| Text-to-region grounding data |
=== Section Start ===

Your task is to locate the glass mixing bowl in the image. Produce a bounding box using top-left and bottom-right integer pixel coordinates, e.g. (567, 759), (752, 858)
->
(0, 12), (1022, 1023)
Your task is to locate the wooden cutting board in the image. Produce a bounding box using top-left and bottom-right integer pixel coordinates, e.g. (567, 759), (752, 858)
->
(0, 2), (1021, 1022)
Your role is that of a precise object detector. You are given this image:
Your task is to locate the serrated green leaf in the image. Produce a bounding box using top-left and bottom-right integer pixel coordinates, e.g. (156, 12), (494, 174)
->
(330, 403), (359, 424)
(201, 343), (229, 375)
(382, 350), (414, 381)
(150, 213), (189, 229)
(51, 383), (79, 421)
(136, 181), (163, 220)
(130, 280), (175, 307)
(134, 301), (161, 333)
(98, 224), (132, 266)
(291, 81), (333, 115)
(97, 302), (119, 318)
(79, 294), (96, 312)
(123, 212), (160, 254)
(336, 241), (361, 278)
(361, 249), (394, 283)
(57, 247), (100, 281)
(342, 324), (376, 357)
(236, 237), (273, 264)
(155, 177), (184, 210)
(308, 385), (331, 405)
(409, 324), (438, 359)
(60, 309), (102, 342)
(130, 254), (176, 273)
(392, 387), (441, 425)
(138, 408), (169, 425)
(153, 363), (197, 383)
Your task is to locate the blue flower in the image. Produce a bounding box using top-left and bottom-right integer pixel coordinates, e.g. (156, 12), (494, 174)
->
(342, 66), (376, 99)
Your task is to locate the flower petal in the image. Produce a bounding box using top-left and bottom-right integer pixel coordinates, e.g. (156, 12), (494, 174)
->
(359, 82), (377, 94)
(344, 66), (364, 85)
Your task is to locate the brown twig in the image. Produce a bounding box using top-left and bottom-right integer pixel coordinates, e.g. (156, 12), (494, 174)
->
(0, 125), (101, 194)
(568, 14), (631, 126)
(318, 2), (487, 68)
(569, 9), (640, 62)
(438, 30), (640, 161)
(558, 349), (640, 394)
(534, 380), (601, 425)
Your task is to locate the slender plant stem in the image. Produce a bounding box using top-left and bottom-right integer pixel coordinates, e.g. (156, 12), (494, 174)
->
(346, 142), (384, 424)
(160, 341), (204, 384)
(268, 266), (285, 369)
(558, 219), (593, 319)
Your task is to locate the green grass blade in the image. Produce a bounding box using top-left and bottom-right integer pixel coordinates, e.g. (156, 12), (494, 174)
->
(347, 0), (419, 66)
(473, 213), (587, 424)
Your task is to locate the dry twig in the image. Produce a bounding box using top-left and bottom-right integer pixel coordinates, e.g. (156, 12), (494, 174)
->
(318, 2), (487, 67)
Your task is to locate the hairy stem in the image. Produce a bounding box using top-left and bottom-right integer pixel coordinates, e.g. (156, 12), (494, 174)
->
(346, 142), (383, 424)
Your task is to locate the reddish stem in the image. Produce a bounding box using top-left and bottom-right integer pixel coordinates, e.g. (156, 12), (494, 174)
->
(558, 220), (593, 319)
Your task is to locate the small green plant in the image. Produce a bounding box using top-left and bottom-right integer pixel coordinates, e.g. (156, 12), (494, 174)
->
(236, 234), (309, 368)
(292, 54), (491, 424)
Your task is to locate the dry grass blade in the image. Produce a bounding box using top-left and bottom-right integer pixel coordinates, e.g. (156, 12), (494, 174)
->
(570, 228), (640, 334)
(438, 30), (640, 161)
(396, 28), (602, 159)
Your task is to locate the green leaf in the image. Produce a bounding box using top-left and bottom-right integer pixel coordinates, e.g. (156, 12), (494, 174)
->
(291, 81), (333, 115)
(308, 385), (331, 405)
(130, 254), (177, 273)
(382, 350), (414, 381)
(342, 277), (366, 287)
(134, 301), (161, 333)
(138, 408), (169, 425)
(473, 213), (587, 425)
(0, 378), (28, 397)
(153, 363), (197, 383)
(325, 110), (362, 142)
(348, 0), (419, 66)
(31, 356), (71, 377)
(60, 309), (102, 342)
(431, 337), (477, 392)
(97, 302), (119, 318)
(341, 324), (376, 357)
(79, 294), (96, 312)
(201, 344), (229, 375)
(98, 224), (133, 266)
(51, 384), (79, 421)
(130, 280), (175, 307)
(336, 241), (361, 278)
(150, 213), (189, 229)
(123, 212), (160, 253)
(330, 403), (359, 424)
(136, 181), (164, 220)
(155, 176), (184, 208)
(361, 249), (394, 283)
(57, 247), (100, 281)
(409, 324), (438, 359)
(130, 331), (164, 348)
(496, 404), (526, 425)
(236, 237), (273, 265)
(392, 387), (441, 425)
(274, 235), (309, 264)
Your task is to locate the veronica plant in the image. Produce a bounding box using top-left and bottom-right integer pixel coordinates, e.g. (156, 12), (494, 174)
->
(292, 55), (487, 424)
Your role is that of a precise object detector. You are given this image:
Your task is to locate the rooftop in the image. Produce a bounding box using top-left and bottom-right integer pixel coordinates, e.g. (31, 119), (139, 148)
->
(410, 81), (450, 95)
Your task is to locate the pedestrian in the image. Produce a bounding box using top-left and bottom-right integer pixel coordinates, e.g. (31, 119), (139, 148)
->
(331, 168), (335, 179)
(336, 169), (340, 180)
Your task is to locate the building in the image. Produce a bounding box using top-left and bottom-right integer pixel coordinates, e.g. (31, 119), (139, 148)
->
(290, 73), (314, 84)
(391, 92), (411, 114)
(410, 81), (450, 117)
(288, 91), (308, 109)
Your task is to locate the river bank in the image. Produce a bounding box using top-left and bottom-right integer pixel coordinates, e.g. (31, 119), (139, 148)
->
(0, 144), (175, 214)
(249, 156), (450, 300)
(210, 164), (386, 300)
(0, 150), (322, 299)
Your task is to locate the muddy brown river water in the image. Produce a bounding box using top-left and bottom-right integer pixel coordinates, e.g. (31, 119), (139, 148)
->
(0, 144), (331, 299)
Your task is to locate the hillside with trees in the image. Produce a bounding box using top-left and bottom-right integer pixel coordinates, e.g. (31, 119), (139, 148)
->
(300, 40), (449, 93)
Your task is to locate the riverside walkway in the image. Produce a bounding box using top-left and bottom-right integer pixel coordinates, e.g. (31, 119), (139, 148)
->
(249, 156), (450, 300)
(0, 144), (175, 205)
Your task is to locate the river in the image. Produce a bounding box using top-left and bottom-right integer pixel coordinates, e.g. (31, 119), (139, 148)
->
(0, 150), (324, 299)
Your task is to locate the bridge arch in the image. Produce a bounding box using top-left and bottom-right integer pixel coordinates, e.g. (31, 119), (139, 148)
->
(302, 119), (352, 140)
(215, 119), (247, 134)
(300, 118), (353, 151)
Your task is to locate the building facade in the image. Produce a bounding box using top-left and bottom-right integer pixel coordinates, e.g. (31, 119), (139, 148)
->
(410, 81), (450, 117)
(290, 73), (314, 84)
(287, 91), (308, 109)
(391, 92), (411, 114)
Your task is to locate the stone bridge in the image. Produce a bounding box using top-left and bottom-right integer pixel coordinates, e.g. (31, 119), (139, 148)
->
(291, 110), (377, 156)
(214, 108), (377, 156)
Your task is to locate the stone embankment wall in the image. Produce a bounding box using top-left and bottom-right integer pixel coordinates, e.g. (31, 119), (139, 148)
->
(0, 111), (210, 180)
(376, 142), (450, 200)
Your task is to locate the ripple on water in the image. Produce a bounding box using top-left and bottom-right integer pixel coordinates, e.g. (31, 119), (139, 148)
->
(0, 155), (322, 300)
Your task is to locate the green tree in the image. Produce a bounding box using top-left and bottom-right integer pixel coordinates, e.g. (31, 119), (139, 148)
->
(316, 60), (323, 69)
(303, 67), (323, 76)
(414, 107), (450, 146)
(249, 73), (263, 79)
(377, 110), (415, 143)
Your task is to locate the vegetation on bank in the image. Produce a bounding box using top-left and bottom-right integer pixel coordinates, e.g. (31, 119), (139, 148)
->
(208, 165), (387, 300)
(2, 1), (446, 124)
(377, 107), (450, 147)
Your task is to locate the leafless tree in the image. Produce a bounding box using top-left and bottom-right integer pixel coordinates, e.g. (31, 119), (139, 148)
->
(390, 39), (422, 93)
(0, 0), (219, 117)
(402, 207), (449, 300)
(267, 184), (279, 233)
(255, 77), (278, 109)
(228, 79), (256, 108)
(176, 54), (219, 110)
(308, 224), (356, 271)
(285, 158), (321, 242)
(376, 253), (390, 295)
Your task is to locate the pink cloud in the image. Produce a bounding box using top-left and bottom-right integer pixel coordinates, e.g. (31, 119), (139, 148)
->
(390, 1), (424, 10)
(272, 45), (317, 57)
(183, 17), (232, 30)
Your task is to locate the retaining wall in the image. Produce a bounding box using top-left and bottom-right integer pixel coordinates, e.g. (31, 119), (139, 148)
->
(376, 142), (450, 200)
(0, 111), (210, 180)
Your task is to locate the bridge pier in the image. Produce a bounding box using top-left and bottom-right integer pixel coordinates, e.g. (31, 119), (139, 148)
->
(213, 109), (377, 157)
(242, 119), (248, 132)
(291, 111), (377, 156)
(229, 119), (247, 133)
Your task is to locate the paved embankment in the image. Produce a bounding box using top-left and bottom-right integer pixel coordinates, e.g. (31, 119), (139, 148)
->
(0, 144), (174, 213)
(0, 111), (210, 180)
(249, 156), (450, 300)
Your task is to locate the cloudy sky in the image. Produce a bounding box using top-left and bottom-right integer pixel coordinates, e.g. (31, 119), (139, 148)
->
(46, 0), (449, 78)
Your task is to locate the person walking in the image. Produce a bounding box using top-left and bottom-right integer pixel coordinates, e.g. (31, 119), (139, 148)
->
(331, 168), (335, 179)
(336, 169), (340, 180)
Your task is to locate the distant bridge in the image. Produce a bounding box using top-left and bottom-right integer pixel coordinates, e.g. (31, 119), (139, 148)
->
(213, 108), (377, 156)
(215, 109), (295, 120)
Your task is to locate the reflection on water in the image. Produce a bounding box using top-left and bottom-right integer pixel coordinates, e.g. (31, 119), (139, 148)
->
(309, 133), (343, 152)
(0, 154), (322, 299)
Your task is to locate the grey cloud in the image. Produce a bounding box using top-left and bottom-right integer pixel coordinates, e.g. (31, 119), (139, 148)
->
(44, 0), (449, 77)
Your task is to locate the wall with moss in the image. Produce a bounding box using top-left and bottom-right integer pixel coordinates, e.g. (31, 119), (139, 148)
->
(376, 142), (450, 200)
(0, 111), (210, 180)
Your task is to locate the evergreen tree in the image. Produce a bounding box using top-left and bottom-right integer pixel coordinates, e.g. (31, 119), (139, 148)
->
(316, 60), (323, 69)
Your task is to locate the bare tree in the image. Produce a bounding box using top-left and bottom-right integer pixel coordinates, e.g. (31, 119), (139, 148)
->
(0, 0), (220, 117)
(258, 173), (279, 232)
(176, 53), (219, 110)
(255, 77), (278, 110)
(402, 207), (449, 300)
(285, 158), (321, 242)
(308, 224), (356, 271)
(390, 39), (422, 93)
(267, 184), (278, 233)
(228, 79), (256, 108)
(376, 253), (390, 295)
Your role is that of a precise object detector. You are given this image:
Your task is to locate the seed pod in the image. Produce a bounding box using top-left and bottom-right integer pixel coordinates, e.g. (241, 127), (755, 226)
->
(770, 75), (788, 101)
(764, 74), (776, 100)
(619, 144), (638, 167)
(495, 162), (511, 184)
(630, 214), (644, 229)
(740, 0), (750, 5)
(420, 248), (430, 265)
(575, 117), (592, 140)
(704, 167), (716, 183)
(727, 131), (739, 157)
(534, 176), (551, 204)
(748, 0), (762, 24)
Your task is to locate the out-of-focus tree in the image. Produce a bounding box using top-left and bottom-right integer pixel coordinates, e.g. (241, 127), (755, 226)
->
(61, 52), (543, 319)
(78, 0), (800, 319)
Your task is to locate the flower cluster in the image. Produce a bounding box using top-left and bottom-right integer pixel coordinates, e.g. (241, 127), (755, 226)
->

=== Section End ===

| What the exercise asks |
Above are the records. Copy the lines beginning at the one that has "Your task is to locate the hairy" and ending with the one that has "Your task is to locate the green leaf", unchanged.

| Answer for this exercise |
Your task is to locate the hairy stem in the image. Produce a bounding box using top-left and bottom-right integer pixel coordinates, e.g. (156, 12), (494, 174)
->
(346, 142), (383, 424)
Your task is to locate the reddish stem in the image. Produce a bounding box using top-left and bottom-right integer pixel coordinates, e.g. (156, 12), (494, 174)
->
(558, 220), (593, 319)
Your task is to locate the small green plant in the image. Produce a bounding box using top-left and bottom-right integer pixel coordinates, e.g. (156, 12), (494, 174)
->
(236, 234), (309, 368)
(292, 54), (491, 424)
Your task is to locate the dry grass blade in the image. Produce a bounding box using top-left and bottom-right integer pixel coordinates, e.g. (156, 12), (494, 174)
->
(570, 228), (640, 334)
(438, 30), (640, 161)
(396, 28), (602, 159)
Your task is to locate the green leaf in the image. Produce a bounding box using top-left and bottom-right integer pixel coordinates, e.g. (156, 12), (494, 174)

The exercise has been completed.